Task prompt » The response must consist of the complete listing below, reproduced without alteration.

•••••

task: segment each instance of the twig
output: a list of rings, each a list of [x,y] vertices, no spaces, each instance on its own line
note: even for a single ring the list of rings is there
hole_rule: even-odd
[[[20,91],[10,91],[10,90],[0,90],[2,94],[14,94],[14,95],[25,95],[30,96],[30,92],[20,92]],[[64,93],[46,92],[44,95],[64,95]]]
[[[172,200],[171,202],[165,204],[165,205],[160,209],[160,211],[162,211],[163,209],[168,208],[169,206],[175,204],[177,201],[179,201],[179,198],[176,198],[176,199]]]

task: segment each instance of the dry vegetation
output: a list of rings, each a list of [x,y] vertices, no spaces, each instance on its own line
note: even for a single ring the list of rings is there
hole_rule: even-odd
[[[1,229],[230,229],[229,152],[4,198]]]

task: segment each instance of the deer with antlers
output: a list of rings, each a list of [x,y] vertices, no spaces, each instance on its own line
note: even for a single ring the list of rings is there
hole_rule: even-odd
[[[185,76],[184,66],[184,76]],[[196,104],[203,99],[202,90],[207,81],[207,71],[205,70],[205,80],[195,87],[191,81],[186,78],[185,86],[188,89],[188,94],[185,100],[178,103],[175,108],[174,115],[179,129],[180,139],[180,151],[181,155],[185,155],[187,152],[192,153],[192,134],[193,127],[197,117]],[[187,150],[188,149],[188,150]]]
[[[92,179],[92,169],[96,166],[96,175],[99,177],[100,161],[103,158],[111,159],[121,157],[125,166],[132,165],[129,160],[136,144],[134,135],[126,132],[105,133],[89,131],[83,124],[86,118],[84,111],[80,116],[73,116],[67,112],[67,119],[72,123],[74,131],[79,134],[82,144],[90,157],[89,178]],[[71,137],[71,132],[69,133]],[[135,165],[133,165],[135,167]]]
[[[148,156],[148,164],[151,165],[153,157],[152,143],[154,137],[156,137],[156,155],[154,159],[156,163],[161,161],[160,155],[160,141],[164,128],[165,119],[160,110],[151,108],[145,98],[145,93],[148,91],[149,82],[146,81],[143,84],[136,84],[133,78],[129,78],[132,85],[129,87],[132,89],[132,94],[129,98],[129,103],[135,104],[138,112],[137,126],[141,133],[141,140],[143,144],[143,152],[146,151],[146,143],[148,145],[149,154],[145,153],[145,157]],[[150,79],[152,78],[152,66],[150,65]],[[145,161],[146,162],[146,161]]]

•••••

Response to the exercise »
task: segment each instance of the twig
output: a list of rings, each a list of [x,y] vertices, no spaces, each instance on its own line
note: even for a single ring the list of rings is there
hole_rule: even-odd
[[[20,91],[10,91],[10,90],[0,90],[2,94],[14,94],[14,95],[25,95],[30,96],[30,92],[20,92]],[[64,93],[46,92],[44,95],[64,95]]]
[[[172,200],[171,202],[165,204],[165,205],[160,209],[160,211],[162,211],[163,209],[168,208],[169,206],[175,204],[177,201],[179,201],[179,198],[176,198],[176,199]]]

task: segment each instance of the dry vegetation
output: a list of rings, each a list of [x,y] vertices, no spaces, each instance on its own line
note: even for a single ring the list of rings is there
hole_rule: even-odd
[[[1,229],[230,229],[229,152],[4,198]]]

task: segment each instance of the deer with antlers
output: a list of rings, each a list of [x,y] vertices, no spaces, each instance on its own line
note: even for a single ring the list of rings is there
hole_rule: even-odd
[[[185,76],[184,66],[184,76]],[[196,104],[203,99],[202,90],[207,81],[207,71],[205,70],[205,80],[195,87],[191,81],[186,78],[185,86],[188,89],[188,94],[185,100],[178,103],[175,108],[174,115],[179,129],[180,139],[180,151],[181,155],[185,155],[187,152],[192,153],[192,134],[193,127],[197,117]],[[187,150],[188,149],[188,150]]]
[[[92,179],[92,169],[96,166],[96,175],[99,177],[100,161],[103,158],[111,159],[121,157],[125,166],[132,165],[129,160],[136,144],[134,135],[126,132],[105,133],[89,131],[83,124],[86,118],[84,111],[80,116],[73,116],[67,112],[67,119],[72,123],[74,131],[79,134],[82,144],[90,157],[89,178]],[[71,137],[71,132],[69,133]],[[135,165],[133,165],[135,167]]]
[[[148,156],[148,164],[151,165],[153,157],[152,143],[154,137],[156,137],[156,155],[154,159],[156,163],[161,161],[160,155],[160,141],[164,128],[165,119],[160,110],[151,108],[145,98],[145,93],[148,91],[149,82],[146,81],[143,84],[136,84],[133,78],[129,78],[132,85],[129,87],[132,89],[132,94],[129,98],[129,103],[135,104],[138,112],[137,126],[141,133],[141,140],[143,144],[143,152],[146,151],[146,143],[148,145],[149,154],[145,153],[145,157]],[[150,79],[152,78],[152,66],[150,65]],[[145,161],[146,162],[146,161]]]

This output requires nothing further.